▸ **Activity**
Needed from the data below: every line from the one with "Category: white football glove" up to and including the one with "Category: maroon football pant", repeated exactly and with nothing else.

▸ **Data under study**

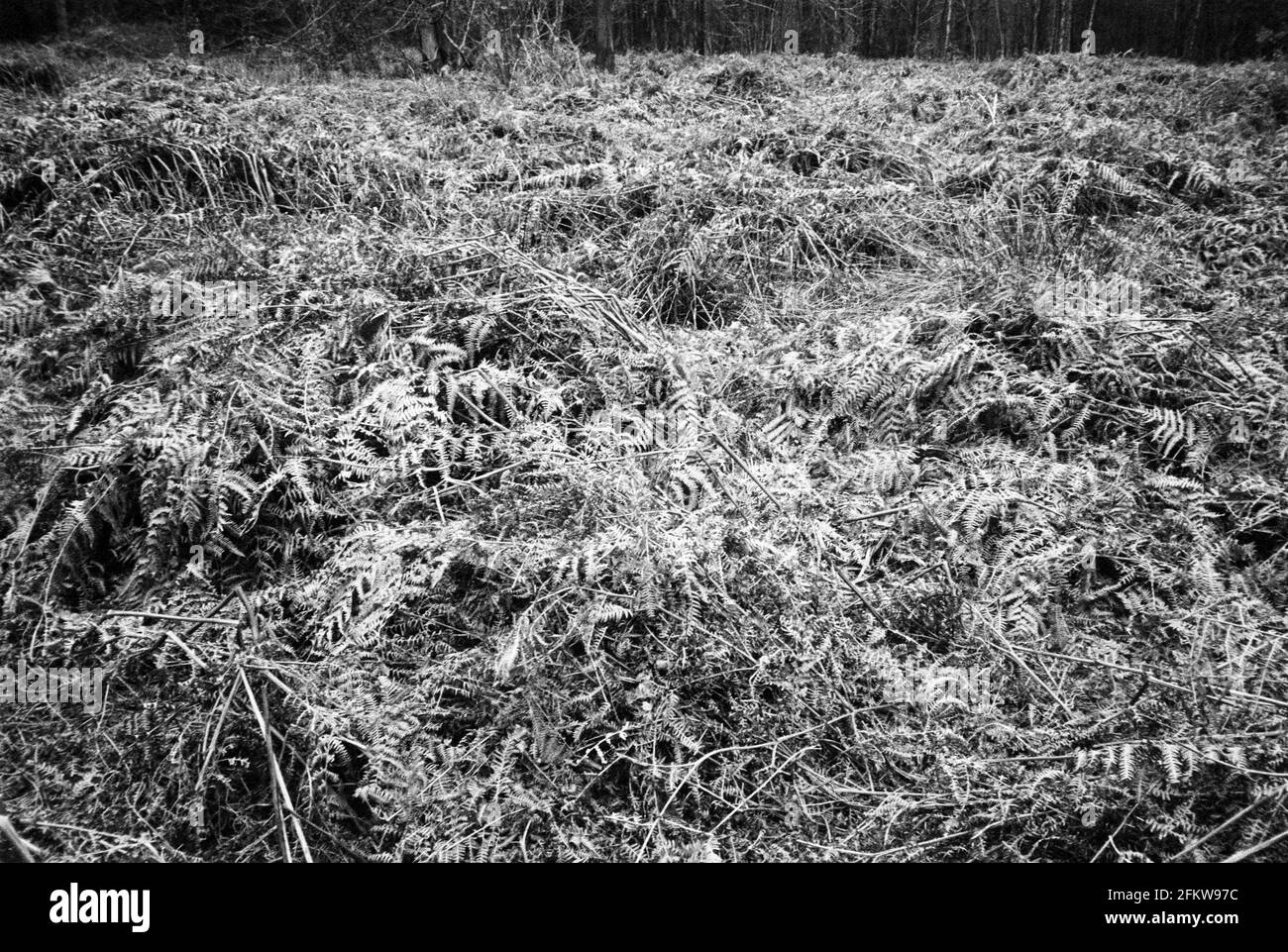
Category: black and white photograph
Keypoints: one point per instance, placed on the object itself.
(763, 432)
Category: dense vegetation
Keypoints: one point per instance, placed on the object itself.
(476, 616)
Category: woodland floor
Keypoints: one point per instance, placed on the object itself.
(487, 609)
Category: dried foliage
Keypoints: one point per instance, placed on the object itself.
(476, 620)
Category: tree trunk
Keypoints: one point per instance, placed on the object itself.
(604, 58)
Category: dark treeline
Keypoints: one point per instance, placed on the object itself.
(1201, 30)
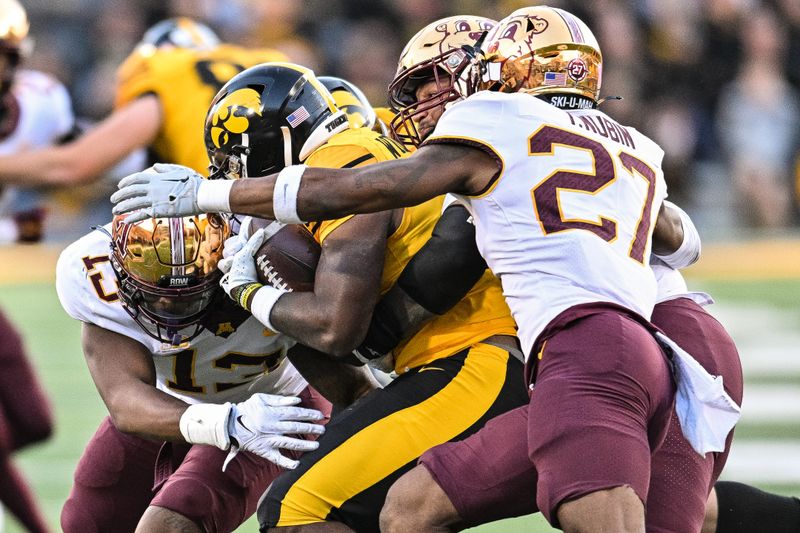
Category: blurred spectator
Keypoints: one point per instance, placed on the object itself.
(691, 73)
(758, 120)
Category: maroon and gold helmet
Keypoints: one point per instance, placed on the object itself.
(167, 271)
(542, 51)
(437, 53)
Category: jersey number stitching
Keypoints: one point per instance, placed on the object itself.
(546, 200)
(183, 369)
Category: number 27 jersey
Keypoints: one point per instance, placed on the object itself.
(568, 218)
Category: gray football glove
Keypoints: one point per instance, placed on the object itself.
(160, 191)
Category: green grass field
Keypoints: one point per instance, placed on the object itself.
(53, 341)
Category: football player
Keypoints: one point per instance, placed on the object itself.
(422, 71)
(164, 89)
(34, 111)
(580, 314)
(186, 376)
(465, 350)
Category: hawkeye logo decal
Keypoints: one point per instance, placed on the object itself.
(232, 116)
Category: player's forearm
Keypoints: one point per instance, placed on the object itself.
(324, 194)
(143, 410)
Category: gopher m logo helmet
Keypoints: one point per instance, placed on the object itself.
(232, 115)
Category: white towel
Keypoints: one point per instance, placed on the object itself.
(706, 412)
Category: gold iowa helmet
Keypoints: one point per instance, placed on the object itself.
(352, 101)
(543, 50)
(167, 271)
(437, 52)
(13, 39)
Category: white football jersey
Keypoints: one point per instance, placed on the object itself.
(44, 116)
(569, 217)
(228, 364)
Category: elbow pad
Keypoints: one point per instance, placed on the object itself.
(689, 251)
(448, 266)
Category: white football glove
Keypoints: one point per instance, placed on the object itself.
(162, 190)
(242, 269)
(262, 425)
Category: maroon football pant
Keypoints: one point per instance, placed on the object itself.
(489, 476)
(681, 478)
(25, 418)
(25, 415)
(120, 475)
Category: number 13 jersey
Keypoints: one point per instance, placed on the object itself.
(233, 357)
(568, 218)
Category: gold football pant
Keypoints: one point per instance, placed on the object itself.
(372, 443)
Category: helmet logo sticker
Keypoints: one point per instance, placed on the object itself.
(577, 69)
(297, 118)
(232, 115)
(537, 25)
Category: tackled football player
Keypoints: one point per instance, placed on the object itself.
(164, 89)
(465, 350)
(433, 283)
(678, 313)
(580, 314)
(185, 375)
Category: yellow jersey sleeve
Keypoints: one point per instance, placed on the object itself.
(185, 82)
(350, 149)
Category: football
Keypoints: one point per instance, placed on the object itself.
(287, 259)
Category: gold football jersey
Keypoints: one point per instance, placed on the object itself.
(480, 314)
(185, 81)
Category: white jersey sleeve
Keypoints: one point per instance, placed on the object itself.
(228, 361)
(568, 218)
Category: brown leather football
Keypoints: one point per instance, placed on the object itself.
(288, 259)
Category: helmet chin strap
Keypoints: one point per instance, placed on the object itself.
(287, 146)
(244, 154)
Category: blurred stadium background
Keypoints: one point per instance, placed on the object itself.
(715, 82)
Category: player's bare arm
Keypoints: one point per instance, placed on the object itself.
(123, 372)
(324, 194)
(675, 238)
(668, 232)
(87, 157)
(431, 171)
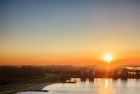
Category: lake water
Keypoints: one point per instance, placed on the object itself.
(94, 86)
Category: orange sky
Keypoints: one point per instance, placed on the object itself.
(69, 31)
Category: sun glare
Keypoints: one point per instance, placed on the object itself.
(108, 57)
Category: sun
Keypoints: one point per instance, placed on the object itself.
(108, 57)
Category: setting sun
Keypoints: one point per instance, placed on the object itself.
(108, 57)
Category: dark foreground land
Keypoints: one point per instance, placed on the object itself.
(34, 78)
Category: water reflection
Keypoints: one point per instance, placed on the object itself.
(94, 86)
(97, 86)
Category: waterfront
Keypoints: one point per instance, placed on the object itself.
(93, 86)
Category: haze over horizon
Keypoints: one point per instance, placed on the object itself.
(69, 31)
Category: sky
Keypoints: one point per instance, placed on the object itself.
(69, 31)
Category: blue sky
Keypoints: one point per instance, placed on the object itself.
(67, 26)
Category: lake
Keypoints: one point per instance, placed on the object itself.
(93, 86)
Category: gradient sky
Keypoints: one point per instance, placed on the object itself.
(69, 31)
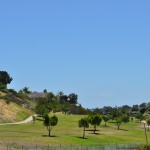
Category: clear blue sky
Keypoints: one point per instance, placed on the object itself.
(97, 49)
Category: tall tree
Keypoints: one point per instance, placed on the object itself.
(50, 122)
(106, 118)
(95, 120)
(73, 98)
(41, 106)
(148, 123)
(122, 118)
(4, 80)
(83, 122)
(26, 90)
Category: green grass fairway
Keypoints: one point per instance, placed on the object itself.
(68, 132)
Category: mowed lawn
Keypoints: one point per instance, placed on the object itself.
(68, 132)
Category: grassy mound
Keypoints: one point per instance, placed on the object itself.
(67, 132)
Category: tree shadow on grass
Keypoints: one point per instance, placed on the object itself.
(92, 130)
(49, 136)
(95, 133)
(124, 129)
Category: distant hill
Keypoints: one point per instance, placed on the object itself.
(35, 95)
(13, 108)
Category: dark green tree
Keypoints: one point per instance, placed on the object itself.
(106, 118)
(148, 123)
(73, 98)
(139, 116)
(5, 78)
(95, 120)
(50, 122)
(41, 106)
(83, 122)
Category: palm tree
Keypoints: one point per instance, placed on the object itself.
(50, 122)
(83, 122)
(148, 123)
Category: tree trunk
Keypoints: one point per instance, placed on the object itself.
(94, 129)
(49, 133)
(83, 132)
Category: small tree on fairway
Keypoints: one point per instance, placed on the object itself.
(120, 119)
(83, 123)
(148, 123)
(106, 119)
(50, 122)
(95, 120)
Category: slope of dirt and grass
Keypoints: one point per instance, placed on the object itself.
(68, 132)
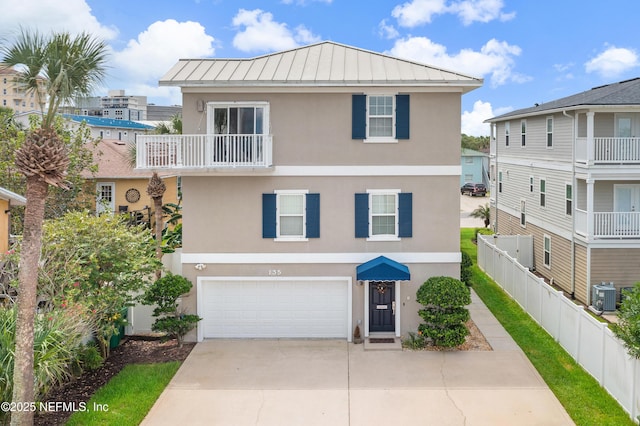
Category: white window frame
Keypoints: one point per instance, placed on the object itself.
(384, 237)
(381, 139)
(300, 192)
(546, 253)
(507, 132)
(211, 106)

▸ **Response**
Category: white football glove
Keypoints: one point per instance, placed on the object itself.
(162, 190)
(242, 269)
(262, 425)
Category: maroon football pant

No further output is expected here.